··· MATERIAL PROVIDED ···

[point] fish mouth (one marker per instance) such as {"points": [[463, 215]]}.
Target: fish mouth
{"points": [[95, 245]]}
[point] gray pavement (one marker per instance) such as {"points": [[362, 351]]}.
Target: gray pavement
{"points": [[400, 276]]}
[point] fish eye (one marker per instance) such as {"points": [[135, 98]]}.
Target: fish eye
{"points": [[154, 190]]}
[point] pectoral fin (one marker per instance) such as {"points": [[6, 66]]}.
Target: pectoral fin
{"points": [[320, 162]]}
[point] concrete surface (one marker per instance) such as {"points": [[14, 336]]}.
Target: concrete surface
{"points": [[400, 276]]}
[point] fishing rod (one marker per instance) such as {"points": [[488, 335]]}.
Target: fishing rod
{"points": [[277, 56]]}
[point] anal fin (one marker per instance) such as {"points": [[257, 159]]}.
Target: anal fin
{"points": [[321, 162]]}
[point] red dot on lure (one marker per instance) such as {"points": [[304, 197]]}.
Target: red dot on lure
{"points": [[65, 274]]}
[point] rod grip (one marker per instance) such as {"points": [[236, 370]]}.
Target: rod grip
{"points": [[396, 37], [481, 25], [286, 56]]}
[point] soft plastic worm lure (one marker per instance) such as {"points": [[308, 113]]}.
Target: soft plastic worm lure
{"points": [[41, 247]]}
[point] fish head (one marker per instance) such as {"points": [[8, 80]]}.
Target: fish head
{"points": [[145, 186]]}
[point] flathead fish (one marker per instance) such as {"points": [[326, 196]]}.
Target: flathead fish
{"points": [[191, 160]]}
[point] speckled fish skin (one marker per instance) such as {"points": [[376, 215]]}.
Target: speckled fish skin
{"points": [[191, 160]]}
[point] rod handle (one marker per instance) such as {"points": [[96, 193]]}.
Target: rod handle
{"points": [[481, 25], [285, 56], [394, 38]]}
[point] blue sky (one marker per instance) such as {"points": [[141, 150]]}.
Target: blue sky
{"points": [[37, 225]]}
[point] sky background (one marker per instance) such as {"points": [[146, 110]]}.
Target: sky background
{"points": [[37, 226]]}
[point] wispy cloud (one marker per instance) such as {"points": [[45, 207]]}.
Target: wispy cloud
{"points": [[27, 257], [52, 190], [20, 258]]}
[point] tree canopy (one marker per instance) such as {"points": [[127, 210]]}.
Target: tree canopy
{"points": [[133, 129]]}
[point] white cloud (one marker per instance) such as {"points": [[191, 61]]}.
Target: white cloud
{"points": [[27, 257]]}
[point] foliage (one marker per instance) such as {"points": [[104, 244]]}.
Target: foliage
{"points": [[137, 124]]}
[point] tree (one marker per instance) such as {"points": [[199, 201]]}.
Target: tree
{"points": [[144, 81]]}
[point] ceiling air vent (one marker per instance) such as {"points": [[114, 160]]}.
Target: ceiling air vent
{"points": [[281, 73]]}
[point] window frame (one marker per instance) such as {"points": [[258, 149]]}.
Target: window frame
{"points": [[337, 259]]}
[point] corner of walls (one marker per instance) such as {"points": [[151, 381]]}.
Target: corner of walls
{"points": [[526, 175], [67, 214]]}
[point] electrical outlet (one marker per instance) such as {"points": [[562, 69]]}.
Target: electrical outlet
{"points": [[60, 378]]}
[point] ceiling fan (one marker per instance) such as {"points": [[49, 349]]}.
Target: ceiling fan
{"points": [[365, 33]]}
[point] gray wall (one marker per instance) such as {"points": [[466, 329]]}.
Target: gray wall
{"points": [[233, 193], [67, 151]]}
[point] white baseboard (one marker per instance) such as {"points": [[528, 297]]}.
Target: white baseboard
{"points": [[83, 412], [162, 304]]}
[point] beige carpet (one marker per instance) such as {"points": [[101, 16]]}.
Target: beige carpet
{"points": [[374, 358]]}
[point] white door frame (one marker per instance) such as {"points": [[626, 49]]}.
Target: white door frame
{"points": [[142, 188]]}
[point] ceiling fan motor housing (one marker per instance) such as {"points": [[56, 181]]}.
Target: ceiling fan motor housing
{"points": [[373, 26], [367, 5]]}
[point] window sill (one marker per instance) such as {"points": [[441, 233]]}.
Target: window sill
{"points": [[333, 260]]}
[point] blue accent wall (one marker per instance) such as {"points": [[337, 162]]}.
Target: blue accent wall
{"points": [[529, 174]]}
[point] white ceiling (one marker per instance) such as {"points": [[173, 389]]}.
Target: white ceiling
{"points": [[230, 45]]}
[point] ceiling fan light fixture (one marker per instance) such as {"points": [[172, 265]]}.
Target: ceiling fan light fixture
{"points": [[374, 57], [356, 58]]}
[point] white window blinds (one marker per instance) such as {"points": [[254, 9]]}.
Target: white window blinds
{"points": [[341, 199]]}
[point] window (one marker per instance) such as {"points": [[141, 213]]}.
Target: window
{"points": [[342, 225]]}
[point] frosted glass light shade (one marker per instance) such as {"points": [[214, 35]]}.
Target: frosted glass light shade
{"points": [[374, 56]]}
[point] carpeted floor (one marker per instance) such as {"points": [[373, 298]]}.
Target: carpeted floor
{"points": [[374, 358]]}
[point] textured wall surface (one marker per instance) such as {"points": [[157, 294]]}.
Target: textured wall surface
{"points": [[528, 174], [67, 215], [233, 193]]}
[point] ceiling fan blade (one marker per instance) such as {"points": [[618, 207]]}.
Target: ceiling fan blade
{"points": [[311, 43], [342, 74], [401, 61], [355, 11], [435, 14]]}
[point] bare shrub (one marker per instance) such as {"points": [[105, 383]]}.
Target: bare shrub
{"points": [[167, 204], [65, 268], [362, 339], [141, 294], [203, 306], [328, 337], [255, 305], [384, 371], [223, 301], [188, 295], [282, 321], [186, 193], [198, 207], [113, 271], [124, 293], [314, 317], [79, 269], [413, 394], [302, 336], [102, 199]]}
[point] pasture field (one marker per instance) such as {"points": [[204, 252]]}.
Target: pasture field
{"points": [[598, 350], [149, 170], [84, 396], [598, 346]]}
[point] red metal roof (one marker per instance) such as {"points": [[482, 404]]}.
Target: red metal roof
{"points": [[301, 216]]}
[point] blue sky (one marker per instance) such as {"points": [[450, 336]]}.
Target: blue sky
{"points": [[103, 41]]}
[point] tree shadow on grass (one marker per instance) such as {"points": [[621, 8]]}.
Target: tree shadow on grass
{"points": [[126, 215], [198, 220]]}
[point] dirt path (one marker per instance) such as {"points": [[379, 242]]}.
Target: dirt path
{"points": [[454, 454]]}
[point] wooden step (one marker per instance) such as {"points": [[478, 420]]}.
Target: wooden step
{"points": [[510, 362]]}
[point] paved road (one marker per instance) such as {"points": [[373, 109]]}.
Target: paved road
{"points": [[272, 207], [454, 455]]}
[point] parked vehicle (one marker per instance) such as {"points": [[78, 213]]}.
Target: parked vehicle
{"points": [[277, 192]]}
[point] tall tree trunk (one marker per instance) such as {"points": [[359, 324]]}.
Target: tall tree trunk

···

PROBLEM DESCRIPTION - Count how many lines in the data above hold "tall", and give that number by itself.

WRITTEN ANSWER - 2